## [EXERCISE DESCRIPTION]
Because the copy must hold no pictures, return the data below with all of its words intact.

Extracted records

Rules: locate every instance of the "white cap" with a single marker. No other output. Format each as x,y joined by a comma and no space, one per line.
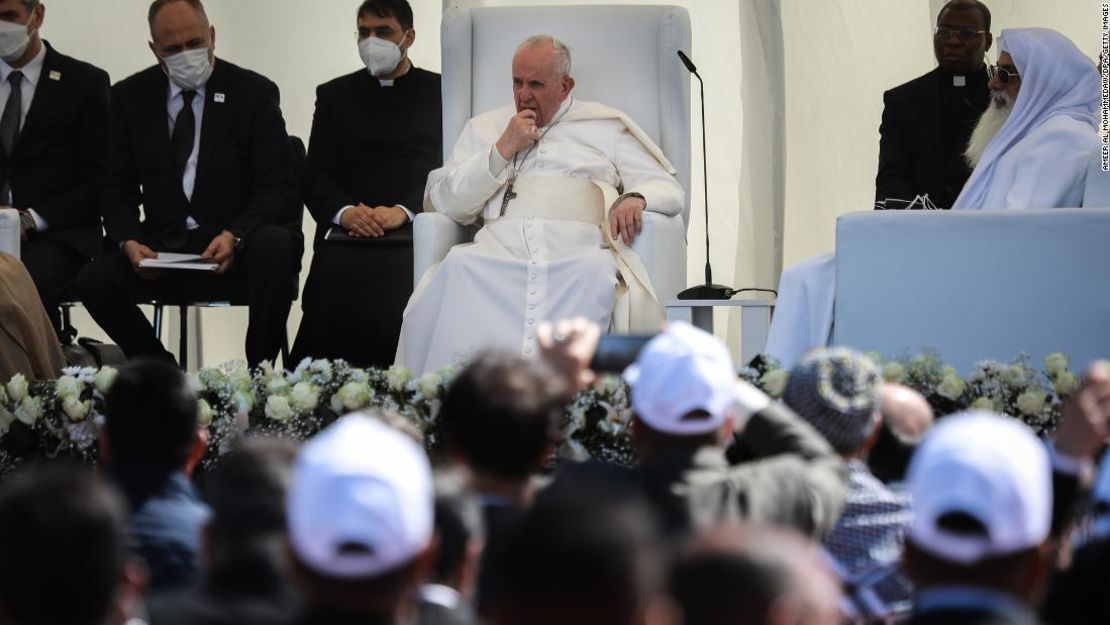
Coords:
361,500
990,467
685,370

## [TASK RESULT]
Rules: locate every instance of the "white cap" with a single marker. No other output. Format each as x,y joined by a comma and no space, one per line.
Coords:
361,500
990,467
685,370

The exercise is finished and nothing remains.